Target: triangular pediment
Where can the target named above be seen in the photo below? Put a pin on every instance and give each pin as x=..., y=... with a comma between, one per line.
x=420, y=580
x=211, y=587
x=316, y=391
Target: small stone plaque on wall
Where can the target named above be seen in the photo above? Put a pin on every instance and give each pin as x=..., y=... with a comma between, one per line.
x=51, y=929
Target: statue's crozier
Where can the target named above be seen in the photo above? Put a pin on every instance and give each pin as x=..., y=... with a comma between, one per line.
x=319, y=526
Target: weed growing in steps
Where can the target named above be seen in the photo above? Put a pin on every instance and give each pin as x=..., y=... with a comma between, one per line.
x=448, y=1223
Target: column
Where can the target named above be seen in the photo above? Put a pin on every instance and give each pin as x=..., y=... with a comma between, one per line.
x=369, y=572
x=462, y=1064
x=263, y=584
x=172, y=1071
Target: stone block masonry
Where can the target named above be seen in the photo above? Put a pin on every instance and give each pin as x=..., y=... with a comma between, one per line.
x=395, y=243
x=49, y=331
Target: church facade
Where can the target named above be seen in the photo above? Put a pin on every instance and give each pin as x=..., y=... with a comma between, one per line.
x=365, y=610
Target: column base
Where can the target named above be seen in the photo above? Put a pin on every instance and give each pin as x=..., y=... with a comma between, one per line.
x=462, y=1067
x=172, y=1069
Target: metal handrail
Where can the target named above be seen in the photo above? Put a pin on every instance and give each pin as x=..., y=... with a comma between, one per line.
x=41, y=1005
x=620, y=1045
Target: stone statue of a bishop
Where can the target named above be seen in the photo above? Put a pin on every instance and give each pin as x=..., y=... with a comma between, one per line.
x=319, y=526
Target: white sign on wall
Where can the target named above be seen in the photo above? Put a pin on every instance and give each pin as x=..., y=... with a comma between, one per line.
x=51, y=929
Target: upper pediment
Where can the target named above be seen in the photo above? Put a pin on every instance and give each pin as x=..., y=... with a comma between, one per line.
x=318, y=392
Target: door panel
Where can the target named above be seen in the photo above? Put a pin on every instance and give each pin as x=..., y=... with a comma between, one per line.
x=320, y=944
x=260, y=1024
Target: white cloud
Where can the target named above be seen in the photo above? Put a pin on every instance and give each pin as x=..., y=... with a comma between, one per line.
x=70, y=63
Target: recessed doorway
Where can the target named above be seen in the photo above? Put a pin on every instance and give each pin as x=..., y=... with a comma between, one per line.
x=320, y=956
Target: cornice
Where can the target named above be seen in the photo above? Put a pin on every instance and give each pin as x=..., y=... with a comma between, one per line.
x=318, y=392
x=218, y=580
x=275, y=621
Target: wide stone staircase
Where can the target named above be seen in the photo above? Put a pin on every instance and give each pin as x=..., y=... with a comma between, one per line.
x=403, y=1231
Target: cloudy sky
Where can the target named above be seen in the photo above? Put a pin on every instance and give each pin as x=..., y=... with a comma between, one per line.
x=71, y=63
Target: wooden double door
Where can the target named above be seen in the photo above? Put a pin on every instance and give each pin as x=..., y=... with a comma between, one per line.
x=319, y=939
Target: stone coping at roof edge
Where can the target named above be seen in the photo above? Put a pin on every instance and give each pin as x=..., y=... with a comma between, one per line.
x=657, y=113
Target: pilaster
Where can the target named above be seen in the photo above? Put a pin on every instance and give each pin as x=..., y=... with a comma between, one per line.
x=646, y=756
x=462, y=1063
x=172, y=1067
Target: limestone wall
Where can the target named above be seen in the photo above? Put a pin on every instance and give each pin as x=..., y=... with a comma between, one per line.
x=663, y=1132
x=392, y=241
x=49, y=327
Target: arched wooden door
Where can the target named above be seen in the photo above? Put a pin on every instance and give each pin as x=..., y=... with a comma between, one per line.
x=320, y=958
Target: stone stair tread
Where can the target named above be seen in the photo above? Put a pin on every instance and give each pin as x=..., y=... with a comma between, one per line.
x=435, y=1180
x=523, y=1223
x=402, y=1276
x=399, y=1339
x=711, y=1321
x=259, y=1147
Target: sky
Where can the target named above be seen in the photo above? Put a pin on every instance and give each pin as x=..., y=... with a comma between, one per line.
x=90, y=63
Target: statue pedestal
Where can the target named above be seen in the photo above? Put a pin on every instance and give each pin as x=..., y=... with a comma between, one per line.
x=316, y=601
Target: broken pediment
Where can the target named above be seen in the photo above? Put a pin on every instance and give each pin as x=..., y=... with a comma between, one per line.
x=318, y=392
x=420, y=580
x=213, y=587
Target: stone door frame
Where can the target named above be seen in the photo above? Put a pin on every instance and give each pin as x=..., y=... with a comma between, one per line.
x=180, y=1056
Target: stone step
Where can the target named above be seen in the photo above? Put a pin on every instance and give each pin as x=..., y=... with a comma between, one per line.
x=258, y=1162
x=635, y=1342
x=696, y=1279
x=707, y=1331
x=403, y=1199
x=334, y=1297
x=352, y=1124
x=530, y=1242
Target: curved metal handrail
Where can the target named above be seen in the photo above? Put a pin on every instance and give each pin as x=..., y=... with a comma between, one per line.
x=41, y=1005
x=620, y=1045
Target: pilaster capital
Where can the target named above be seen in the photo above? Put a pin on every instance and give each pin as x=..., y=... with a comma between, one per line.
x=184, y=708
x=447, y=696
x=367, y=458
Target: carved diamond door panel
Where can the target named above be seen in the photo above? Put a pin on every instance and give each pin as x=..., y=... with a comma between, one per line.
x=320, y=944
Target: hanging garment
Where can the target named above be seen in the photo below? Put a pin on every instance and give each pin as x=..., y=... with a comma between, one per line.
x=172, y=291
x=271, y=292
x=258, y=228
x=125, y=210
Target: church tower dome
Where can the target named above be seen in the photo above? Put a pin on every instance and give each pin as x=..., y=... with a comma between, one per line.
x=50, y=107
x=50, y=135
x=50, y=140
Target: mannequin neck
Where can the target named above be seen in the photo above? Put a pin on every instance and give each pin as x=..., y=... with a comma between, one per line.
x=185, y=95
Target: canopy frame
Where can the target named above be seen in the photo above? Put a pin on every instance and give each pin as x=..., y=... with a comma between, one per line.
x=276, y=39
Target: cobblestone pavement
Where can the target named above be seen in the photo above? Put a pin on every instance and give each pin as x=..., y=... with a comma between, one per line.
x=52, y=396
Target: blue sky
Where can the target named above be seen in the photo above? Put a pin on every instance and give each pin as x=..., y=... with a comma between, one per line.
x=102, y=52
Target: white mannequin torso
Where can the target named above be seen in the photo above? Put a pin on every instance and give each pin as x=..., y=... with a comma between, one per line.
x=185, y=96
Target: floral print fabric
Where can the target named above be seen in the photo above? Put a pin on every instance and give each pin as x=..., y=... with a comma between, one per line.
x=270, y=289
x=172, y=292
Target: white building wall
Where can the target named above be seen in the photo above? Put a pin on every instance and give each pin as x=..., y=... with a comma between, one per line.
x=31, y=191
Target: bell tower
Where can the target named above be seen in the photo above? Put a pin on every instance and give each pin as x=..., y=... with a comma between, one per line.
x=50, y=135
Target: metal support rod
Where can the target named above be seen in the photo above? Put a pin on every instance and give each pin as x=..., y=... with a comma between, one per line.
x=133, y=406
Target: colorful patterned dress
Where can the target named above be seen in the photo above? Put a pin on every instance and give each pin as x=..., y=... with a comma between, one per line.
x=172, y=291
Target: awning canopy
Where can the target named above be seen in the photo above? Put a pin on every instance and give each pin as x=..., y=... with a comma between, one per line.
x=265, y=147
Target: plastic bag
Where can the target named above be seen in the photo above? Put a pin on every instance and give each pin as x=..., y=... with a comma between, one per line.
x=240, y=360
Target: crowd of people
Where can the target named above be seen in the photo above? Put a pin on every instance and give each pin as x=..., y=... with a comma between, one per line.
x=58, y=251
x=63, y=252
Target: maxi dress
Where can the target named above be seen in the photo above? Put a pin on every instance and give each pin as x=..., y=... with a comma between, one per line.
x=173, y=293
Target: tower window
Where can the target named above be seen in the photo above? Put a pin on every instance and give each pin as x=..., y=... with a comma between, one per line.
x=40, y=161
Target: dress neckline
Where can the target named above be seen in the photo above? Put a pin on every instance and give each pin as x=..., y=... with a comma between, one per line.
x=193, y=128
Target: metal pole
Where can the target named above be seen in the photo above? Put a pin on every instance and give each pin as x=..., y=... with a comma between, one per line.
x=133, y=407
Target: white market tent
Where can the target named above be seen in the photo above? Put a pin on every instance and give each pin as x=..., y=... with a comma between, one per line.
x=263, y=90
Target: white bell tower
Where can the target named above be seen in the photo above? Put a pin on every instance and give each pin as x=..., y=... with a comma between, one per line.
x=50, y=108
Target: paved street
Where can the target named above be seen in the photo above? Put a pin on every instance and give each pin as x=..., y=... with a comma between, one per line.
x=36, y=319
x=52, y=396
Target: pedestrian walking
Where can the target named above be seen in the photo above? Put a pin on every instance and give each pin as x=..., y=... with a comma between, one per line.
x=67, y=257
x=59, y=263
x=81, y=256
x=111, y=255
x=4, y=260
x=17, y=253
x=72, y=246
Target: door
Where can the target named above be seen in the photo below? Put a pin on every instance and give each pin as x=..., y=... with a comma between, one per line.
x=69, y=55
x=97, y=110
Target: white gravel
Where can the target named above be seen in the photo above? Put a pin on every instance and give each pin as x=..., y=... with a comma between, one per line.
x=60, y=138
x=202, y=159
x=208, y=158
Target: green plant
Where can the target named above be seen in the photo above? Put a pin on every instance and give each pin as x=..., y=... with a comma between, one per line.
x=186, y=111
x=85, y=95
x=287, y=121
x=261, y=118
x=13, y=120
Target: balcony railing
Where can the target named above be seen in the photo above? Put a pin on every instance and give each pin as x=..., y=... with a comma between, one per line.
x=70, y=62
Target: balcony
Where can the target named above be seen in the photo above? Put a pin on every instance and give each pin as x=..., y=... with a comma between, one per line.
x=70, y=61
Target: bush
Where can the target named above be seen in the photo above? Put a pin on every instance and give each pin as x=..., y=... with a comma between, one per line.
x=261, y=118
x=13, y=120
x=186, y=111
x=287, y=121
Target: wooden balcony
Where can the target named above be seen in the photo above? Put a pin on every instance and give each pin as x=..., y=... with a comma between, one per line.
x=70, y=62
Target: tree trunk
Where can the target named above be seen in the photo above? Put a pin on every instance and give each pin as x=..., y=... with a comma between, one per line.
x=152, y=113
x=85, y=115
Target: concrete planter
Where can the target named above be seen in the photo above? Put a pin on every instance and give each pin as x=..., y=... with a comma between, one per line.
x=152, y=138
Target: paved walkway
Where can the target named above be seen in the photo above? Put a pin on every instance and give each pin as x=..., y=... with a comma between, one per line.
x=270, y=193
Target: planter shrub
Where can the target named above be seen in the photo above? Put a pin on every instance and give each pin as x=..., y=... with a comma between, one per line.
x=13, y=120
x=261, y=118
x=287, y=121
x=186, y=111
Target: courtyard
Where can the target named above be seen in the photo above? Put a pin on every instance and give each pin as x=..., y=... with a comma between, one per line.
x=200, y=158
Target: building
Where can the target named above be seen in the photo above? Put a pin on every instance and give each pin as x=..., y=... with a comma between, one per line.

################

■ WHAT IS REQUIRED: Starting at the line that contains "Target: cornice" and ending after the line that contains "x=259, y=1147", copy the material word for word. Include both of those lines and nothing outside them.

■ ANSWER TO THIS PROBLEM:
Target: cornice
Where can the target named above be seen in the photo above? Put a pin on every instance and give each pin as x=..., y=... with a comma between, one per line.
x=318, y=392
x=218, y=580
x=275, y=621
Target: wide stone staircase
Where can the target named above be seen in the photo above? Put a pin on every instance and give each pin as x=..., y=... with a comma between, one per line.
x=403, y=1231
Target: cloudy sky
Where can the target named above be seen in the photo above? Put a pin on every instance and give each pin as x=..., y=... with a comma between, one per line.
x=71, y=63
Target: wooden double door
Where can the target named above be seen in the photo above? Put a pin on every instance and give each pin as x=..., y=... with a comma between, one per line.
x=319, y=939
Target: stone coping at roof edge
Where can the target named above be seen in the photo above? Put a pin on every instance and give each pin as x=..., y=... with a comma between, one per line.
x=657, y=113
Target: pilaster
Where can the target named above be seen in the photo above? Put a pin on every instance and give each pin as x=..., y=... with a comma between, one per line.
x=646, y=756
x=462, y=1063
x=172, y=1067
Target: limestone wall
Where can the target named above be seen in the photo above? Put a pin on every instance and give each pin as x=..., y=... with a comma between, one per line.
x=663, y=1132
x=392, y=241
x=49, y=327
Target: arched wooden door
Where can the target named above be seen in the photo above? Put a pin on every instance and give each pin as x=..., y=... with a comma between, one per line.
x=320, y=958
Target: stone stair tread
Where can the target named above be seen in the photo above? Put a pin on every instance and give each pin as x=..., y=... with a comma between, one per line.
x=435, y=1180
x=523, y=1223
x=402, y=1276
x=399, y=1339
x=711, y=1321
x=259, y=1147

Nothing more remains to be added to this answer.